Dataset Start Marker

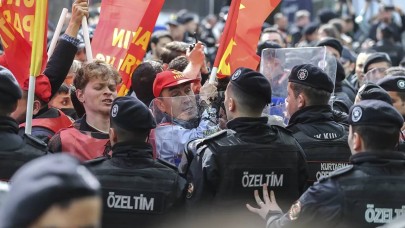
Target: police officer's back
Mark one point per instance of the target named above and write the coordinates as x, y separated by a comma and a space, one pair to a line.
311, 120
228, 165
137, 189
367, 193
14, 149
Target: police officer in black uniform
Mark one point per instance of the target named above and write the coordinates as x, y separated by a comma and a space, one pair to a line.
250, 153
14, 149
367, 193
138, 190
395, 87
311, 120
371, 91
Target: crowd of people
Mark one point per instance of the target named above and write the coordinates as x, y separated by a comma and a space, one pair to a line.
324, 135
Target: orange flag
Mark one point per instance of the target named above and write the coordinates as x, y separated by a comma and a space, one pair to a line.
242, 30
17, 31
123, 34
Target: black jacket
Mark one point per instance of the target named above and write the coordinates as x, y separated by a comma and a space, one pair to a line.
367, 193
15, 150
229, 165
324, 141
149, 190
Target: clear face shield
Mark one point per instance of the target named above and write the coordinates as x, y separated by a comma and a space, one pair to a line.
374, 75
179, 120
276, 65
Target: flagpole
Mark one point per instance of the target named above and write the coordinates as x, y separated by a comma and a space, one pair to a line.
36, 58
86, 36
213, 75
57, 32
30, 105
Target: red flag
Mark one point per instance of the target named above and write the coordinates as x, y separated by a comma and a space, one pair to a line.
123, 34
16, 33
238, 43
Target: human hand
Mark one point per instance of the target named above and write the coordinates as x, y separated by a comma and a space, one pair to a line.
80, 8
208, 92
269, 204
196, 56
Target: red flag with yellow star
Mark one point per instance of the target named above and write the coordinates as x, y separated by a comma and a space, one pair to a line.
242, 30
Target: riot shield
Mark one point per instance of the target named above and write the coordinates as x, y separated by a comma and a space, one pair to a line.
276, 65
179, 120
374, 75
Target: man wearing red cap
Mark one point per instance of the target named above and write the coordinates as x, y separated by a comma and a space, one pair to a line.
177, 112
47, 121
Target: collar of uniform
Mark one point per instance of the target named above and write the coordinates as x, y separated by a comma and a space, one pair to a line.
393, 157
313, 113
131, 149
241, 123
8, 124
46, 112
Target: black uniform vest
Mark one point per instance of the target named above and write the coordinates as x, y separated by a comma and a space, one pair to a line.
325, 146
244, 167
142, 194
373, 193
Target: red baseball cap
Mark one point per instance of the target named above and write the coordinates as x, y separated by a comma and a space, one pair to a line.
169, 78
42, 87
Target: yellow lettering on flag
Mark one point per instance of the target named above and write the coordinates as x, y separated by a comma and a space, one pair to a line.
6, 31
38, 37
224, 67
144, 40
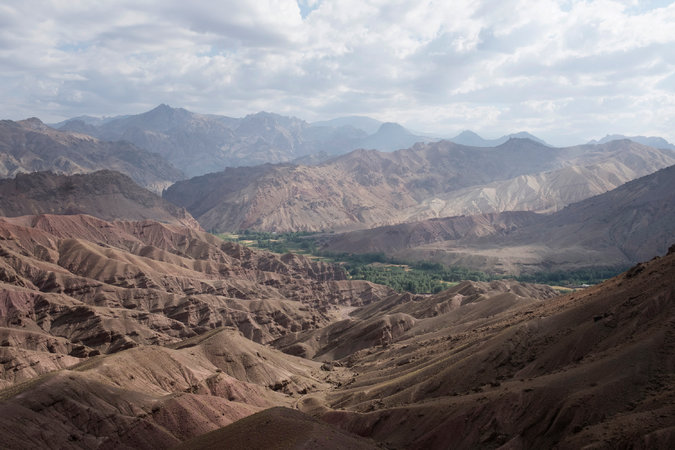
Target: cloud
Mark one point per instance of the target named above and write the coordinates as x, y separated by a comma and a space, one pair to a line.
567, 70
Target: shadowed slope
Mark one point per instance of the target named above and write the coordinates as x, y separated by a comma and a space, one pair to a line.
31, 146
284, 428
590, 368
364, 188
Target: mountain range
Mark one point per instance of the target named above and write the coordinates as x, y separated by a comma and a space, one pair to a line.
472, 139
30, 146
364, 189
203, 143
140, 334
652, 141
124, 324
105, 194
628, 224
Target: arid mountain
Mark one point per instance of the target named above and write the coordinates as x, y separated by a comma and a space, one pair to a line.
593, 368
366, 124
204, 143
369, 188
472, 139
141, 335
652, 141
31, 146
132, 283
631, 223
284, 428
104, 194
542, 192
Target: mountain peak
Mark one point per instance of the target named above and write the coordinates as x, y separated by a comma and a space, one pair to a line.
33, 123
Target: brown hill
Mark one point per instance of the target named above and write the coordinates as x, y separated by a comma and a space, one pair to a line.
631, 223
284, 428
368, 188
31, 146
593, 368
138, 335
105, 194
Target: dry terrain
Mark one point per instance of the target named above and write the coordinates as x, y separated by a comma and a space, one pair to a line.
146, 335
628, 224
364, 189
104, 194
30, 146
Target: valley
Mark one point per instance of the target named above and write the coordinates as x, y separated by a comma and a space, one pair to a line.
440, 295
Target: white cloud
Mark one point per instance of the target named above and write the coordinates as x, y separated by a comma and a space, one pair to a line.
566, 70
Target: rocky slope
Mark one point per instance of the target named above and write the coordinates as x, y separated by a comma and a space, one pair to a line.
203, 143
631, 223
367, 188
31, 146
141, 335
104, 194
592, 368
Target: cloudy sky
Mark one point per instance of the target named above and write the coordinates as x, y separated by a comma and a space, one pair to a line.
567, 71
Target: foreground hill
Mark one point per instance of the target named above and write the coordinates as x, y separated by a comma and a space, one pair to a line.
203, 143
104, 194
31, 146
146, 335
368, 188
631, 223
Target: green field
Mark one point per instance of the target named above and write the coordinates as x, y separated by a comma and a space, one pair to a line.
421, 277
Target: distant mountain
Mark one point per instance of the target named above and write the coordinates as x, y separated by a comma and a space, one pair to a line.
391, 136
367, 188
652, 141
631, 223
31, 146
366, 124
104, 194
203, 143
474, 140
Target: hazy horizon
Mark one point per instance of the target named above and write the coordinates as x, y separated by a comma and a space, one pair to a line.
565, 71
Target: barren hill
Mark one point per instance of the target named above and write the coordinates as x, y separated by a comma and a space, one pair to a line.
31, 146
141, 335
592, 368
631, 223
203, 143
368, 188
104, 194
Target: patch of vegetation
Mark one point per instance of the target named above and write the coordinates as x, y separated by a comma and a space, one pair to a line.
421, 277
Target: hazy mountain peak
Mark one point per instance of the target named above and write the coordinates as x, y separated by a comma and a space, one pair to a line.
367, 124
33, 123
468, 137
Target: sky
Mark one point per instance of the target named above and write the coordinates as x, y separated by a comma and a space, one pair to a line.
566, 71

Dataset End Marker

What you should do: Give only the lines from the one holding "Target: crowd of people" through the one holding "Target: flagpole", each restated exactly as it appears above.

Task result:
Target: crowd of people
Mark one point per instance of the target named above and write the coordinates as x, y separated by a comma and a space, one pair to a line.
324, 135
Target: orange flag
Mark one point per instance of the target named above and write the coordinates as x, y separated by a comma and a space, one pair to a line.
242, 30
17, 31
123, 34
Target: black jacket
Mark one point per instance of the target named above and write the coordinates as x, y separated by a comma and a space, one pair to a line.
367, 193
15, 150
229, 165
324, 141
149, 190
Target: clear face shield
Mark one point per instance of the target named above and write the coordinates as x, y separated by a comma and a space, one pair to a line.
374, 75
179, 120
276, 65
Target: flagpole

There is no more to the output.